begin DATA FOR THE TASK

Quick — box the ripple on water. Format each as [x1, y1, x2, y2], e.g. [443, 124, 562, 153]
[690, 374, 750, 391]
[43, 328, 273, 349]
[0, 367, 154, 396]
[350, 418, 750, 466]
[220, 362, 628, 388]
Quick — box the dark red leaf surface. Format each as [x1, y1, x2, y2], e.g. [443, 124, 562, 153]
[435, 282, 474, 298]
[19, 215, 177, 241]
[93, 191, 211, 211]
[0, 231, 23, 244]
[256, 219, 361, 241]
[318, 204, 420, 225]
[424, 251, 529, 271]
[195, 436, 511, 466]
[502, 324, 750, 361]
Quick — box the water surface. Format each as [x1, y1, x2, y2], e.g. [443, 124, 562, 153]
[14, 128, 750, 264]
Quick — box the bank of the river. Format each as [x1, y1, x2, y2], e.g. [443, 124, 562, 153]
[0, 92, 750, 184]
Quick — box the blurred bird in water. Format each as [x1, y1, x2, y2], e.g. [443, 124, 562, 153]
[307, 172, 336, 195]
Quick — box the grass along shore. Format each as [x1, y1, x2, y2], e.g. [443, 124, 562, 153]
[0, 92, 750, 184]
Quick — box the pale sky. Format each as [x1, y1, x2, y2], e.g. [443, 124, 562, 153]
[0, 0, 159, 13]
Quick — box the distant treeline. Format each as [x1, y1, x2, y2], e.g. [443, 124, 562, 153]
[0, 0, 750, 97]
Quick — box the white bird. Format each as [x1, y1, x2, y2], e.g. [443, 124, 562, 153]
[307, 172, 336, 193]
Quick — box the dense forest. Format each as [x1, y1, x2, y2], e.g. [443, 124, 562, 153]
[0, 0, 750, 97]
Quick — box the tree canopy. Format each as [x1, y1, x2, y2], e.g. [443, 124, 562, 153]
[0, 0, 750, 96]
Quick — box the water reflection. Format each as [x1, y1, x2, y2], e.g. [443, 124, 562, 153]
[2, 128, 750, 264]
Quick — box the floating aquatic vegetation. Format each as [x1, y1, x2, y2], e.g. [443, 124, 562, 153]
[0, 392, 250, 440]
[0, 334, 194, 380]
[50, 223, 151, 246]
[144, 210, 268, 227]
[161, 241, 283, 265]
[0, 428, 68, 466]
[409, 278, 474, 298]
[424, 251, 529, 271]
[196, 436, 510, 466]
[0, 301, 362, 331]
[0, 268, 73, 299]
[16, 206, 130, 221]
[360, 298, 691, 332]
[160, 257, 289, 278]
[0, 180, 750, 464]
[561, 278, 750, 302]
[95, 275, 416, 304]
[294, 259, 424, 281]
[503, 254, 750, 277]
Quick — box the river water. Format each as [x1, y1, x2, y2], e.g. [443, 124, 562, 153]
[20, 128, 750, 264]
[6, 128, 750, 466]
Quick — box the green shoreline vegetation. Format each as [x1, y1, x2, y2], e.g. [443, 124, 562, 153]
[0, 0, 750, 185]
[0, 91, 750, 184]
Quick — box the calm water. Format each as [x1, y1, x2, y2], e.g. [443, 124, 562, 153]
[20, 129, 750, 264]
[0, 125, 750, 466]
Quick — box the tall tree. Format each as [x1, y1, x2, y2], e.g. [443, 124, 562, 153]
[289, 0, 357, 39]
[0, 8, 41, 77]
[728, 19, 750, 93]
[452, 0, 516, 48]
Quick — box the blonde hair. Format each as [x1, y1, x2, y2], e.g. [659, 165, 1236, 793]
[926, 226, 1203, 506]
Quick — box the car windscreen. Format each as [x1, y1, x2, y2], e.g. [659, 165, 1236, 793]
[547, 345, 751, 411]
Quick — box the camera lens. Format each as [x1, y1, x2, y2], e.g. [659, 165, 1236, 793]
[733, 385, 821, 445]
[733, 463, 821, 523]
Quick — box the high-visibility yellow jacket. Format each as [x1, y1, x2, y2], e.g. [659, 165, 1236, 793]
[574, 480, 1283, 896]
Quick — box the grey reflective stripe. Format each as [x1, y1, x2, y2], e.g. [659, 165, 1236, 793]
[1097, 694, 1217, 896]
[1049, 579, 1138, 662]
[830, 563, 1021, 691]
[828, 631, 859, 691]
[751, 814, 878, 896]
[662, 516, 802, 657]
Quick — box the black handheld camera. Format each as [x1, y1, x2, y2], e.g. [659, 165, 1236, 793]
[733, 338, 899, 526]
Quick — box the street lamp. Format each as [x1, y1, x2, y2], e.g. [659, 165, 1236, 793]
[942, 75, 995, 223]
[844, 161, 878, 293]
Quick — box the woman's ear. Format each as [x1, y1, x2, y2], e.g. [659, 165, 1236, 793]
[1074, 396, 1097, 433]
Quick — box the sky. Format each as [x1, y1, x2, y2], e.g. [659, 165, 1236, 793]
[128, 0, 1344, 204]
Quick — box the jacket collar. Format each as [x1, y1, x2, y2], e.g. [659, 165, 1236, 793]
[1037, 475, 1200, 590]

end DATA FOR THE TASK

EXERCISE – Write out all of the rows above again, replacing "Quick" with "Now" everywhere it occurs and changing nothing else.

SOLUTION FOR THIS TASK –
Now — box the ripple on water. Format each as [x1, y1, x2, y2], e.g. [443, 124, 562, 153]
[690, 374, 750, 391]
[43, 328, 273, 349]
[0, 367, 154, 396]
[350, 418, 750, 466]
[220, 362, 628, 388]
Now — box the dark red leaf surface. Format each as [x1, y1, x2, y2], e.g. [443, 124, 562, 153]
[435, 282, 474, 298]
[19, 215, 177, 241]
[93, 191, 211, 211]
[0, 231, 23, 244]
[256, 219, 361, 241]
[318, 204, 420, 225]
[424, 251, 529, 271]
[195, 436, 511, 466]
[502, 324, 750, 361]
Now — box the water surface. Format each as [x1, y1, x2, y2], e.g. [443, 124, 562, 153]
[14, 128, 750, 264]
Now — box the bank of the river. Format each as [x1, y1, x2, y2], e.g. [443, 124, 562, 153]
[0, 92, 750, 184]
Now — box the blurred bird in water. Format each as [x1, y1, x2, y2], e.g. [443, 124, 562, 153]
[307, 172, 336, 195]
Now — box the grass along shore. Format each as [x1, y1, x2, y2], e.g. [443, 124, 562, 153]
[0, 92, 750, 184]
Now — box the pale sky. Format each as [x1, y1, x2, y2], e.g. [443, 124, 562, 153]
[0, 0, 159, 13]
Now — box the distant treeline. Format each as [x1, y1, x2, y2], e.g. [443, 124, 562, 153]
[0, 0, 750, 97]
Now — box the white bird. Format each as [x1, y1, x2, y2], e.g. [443, 124, 562, 153]
[307, 172, 336, 193]
Now — box the dense forest. Format each as [x1, y1, x2, y2], e.g. [443, 124, 562, 153]
[0, 0, 750, 97]
Now — box the tree canopy. Format each as [x1, y1, x2, y2], e.g. [443, 124, 562, 153]
[0, 0, 750, 96]
Now — box the water reflection. Format each as [x1, y1, x2, y2], e.g. [443, 124, 562, 153]
[2, 128, 750, 264]
Now — box the floating aquatic vegetation. Format each as [x1, y1, x2, y2], e.g. [443, 124, 562, 153]
[0, 392, 250, 440]
[0, 334, 194, 380]
[50, 223, 151, 246]
[144, 210, 268, 227]
[161, 241, 283, 265]
[0, 428, 68, 466]
[409, 278, 474, 298]
[424, 251, 529, 271]
[196, 436, 510, 466]
[0, 301, 362, 331]
[0, 268, 73, 299]
[16, 206, 130, 221]
[360, 298, 691, 332]
[160, 257, 289, 278]
[0, 180, 750, 464]
[561, 278, 750, 302]
[95, 275, 416, 304]
[294, 259, 424, 281]
[503, 254, 750, 277]
Now — box the river water. Format each as [x1, y1, x2, y2], e.g. [443, 124, 562, 153]
[20, 128, 750, 264]
[6, 128, 750, 466]
Now — box the green shoreline vegetation. Format each as [x1, y1, x2, y2], e.g. [443, 124, 562, 153]
[0, 0, 750, 185]
[0, 91, 750, 184]
Now — box the calm water. Format each as [x1, y1, x2, y2], e.g. [443, 124, 562, 153]
[20, 129, 750, 264]
[0, 125, 750, 466]
Now — box the tall tree. Format each as [x1, y1, x2, y2], e.g. [443, 124, 562, 153]
[289, 0, 357, 39]
[0, 8, 41, 77]
[728, 19, 750, 93]
[452, 0, 516, 48]
Now — box the blonde hair. Format each as [x1, y1, x2, y2], e.g. [659, 165, 1236, 793]
[926, 226, 1203, 506]
Now — box the car windscreen. Format each as [x1, y1, x2, y2], e.g. [659, 165, 1236, 793]
[547, 345, 751, 411]
Now — box the camera lens. Format each as [x1, y1, x2, y2], e.g. [659, 165, 1236, 793]
[733, 385, 821, 445]
[733, 463, 821, 523]
Now — box the high-visibility yellow jacket. Format each as [x1, y1, x2, y2], e.g. [659, 165, 1236, 793]
[574, 480, 1283, 896]
Now — box the grey reflective stripe. Format each as [x1, y1, x2, y2], e.g. [659, 165, 1236, 793]
[1097, 694, 1217, 896]
[1049, 579, 1138, 662]
[830, 563, 1021, 691]
[828, 631, 859, 691]
[751, 814, 878, 896]
[662, 516, 802, 657]
Now — box the black handheld camera. Format each as [x1, y1, x2, y2], e.g. [659, 165, 1236, 793]
[733, 338, 899, 526]
Now — box the street lamp. Format each as [x1, y1, x2, y2], e.g. [659, 165, 1236, 793]
[942, 75, 995, 223]
[844, 161, 878, 293]
Now — box the woman's ear. Format each as [x1, y1, x2, y2], e.g. [659, 165, 1236, 793]
[1074, 396, 1097, 433]
Now — box the sky. Format each as [x1, y1, x2, y2], e.g. [659, 165, 1236, 793]
[128, 0, 1344, 204]
Now — box the jacket collar. Format each as [x1, y1, x2, y2], e.g. [659, 165, 1236, 793]
[1037, 475, 1200, 590]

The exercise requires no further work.